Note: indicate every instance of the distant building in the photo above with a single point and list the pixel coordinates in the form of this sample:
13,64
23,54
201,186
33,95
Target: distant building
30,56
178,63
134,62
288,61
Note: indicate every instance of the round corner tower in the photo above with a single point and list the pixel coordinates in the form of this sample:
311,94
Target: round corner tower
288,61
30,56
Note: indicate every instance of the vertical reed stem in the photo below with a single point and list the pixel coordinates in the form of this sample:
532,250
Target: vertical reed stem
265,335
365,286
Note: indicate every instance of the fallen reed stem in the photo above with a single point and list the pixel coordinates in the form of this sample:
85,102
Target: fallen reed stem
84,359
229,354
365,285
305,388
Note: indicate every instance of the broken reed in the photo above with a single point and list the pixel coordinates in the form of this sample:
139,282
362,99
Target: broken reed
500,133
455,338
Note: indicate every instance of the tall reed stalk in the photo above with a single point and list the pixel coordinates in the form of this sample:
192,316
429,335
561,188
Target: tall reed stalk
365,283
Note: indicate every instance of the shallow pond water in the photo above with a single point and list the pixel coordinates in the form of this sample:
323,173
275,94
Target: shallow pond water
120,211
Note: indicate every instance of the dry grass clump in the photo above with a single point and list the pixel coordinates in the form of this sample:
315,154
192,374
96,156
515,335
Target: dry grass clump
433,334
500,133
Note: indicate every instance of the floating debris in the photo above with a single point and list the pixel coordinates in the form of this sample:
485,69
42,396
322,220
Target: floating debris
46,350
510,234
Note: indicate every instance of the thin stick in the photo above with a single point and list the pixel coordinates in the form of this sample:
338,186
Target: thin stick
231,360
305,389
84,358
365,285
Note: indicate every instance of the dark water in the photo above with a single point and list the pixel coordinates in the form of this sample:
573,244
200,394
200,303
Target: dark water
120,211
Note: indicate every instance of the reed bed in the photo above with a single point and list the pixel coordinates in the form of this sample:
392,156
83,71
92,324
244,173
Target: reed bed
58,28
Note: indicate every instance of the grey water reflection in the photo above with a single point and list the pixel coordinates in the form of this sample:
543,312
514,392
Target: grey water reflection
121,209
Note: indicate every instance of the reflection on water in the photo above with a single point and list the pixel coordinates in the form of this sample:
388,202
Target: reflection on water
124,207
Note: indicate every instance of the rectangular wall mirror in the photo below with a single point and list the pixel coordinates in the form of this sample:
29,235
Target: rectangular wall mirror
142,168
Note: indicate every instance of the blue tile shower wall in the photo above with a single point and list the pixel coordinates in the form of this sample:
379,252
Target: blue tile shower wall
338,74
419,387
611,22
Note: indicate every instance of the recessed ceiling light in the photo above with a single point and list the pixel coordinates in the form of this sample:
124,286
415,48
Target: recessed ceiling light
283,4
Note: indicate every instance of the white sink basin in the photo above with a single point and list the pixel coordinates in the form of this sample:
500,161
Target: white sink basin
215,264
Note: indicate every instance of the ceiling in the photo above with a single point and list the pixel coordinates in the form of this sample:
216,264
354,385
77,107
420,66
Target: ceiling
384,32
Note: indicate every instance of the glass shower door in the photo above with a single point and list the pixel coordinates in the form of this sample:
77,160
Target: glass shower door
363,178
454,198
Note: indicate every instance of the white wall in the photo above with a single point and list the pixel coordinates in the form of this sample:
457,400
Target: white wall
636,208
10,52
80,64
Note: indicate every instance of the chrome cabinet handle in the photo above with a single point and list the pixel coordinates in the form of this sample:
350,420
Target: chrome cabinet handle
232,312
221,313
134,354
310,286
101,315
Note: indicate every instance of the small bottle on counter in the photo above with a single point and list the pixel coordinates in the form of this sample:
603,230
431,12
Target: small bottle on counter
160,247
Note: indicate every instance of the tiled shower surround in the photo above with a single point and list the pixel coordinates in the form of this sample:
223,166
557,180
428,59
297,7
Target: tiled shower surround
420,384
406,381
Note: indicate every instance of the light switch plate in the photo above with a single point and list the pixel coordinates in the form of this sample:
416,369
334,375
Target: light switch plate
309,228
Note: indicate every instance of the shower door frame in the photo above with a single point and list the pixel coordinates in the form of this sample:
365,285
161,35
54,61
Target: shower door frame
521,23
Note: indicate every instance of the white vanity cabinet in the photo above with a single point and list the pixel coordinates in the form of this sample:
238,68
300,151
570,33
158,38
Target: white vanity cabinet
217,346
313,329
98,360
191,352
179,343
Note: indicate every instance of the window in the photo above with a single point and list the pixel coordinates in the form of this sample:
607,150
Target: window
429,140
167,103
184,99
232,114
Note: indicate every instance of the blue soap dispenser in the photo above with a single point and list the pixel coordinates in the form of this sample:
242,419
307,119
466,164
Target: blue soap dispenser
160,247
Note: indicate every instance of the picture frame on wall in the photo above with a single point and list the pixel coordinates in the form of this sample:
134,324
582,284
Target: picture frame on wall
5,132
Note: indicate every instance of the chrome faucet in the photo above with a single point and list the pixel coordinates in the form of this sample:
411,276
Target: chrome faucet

> **What you should do**
Your answer should hold every line of the entries that contains the string "faucet".

> **Task solution**
Note: indicate every instance of the chrome faucet in the photo above with a single point and list the pixel coordinates in the form of this sample:
Target: chrome faucet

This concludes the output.